* **Tekstfragment**:
* * * *
Zij deden dit in de geest van Bart de Ligt, de in 1938 overleden theoreticus die binnen de beweging in de periode tussen de wereldoorlogen een aanzienlijke invloed had verkregen met zijn geschriften en lezingen.

De Ligt ontwikkelde complete strijdplannen tegen de oorlog en voor de verdediging van de sociale revolutie. Daarbij ging het om middelen die pas vanaf de jaren ’80 gemeengoed in de beweging zijn geworden als burgerlijke ongehoorzaamheid, boycot, non-coöperatie en lijdelijk verzet. Van massaal verzet in deze geest was echter geen sprake bij het uitbreken van de Tweede Wereldoorlog, noch van anarchisten, noch van anderen. Het duurde zelfs vrij lang voordat het verzet sowieso op gang kwam. Vanuit revolutionair-socialistische kring werd op basis van een dergelijke actiestrategie vanaf 1941 De Vonk opgezet, een illegale en ondergrondse organisatie die een gelijknamig blad uitgaf.
* * * *
* **Te verwerken gegevens**:
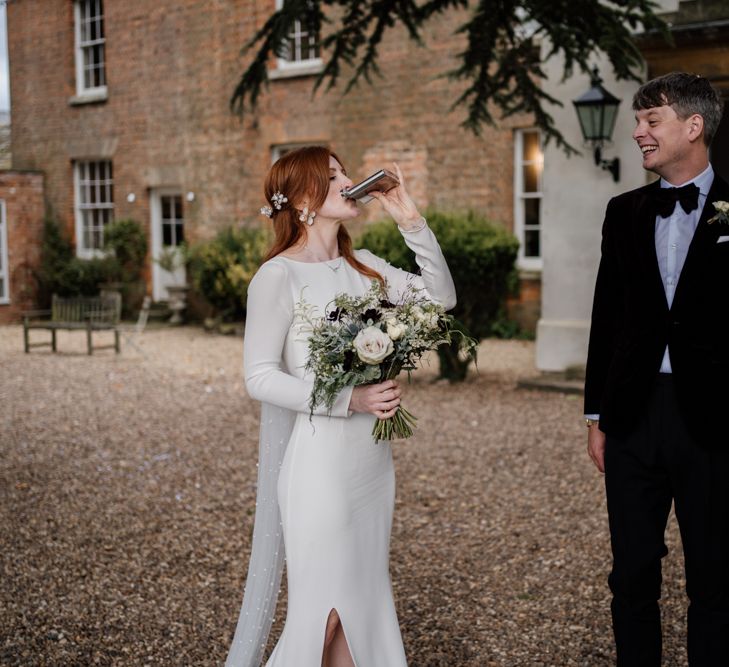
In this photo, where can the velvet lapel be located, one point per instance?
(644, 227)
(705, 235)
* * * *
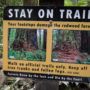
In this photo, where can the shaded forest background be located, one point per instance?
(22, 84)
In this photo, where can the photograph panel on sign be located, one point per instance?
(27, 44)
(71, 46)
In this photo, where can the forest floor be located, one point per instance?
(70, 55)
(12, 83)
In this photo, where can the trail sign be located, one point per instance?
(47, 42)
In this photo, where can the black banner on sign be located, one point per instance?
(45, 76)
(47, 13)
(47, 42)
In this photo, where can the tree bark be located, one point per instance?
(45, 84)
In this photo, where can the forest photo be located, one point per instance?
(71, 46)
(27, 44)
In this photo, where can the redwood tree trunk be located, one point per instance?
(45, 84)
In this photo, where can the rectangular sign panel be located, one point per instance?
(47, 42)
* * * *
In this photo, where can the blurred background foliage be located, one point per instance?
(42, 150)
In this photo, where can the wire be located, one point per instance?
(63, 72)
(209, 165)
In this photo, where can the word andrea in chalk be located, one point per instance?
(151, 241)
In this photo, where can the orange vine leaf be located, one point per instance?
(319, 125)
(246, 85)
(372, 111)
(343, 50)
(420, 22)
* * * *
* **Opgave 1**: Geef elke regel uit de rijen waarin het woord "tree" voorkomt, waarbij hoofdletters en kleine letters verschil maken.
* **Opgave 2**: Schrijf alsjeblieft het volgende stuk van de tekst over Bart de Ligt en het verzet, aansluitend op de laatste zin.
De tekst en de rijen hebben niets met elkaar te maken.

* **Antwoord 1**:
In this photo, where can the tree bark be located, one point per instance?
In this photo, where can the redwood tree trunk be located, one point per instance?

* **Antwoord 2**:
Hierbij sloten zich de nodige anarchisten aan, vooral uit de antimilitaristische beweging (IAMV) en de intellectuele hoek, zoals de kring rond het tijdschrift Bevrijding en leden van de Bond van Anarcho-Socialisten (BAS). In de stad Groningen kwam een sterke Vonk-groep tot stand waar verschillende anarchisten deel van uitmaakten, waaronder een aantal onverschrokken jongeren. Onder hen bevond zich Feiko Munniksma, een oud-dienstweigeraar. Verraad zou een flink deel van deze groep fataal worden. Ook Munniksma belandde in verschillende concentratiekampen maar wist deze te overleven.

Een tweede organisatielijn die ondergronds werkzaam was en waarbinnen anarchisten actief waren betrof voormalige leden van het NSV. Deze bleven veelal buiten De Vonk opereren, aangezien ze zich, zoals Albert de Jong, niet geheel konden vinden in het program van deze groep. Vooral in Amsterdam en Twente poogde deze kleine groep in bedrijven arbeidersraden op te zetten om van daaruit verzetswerk op te bouwen.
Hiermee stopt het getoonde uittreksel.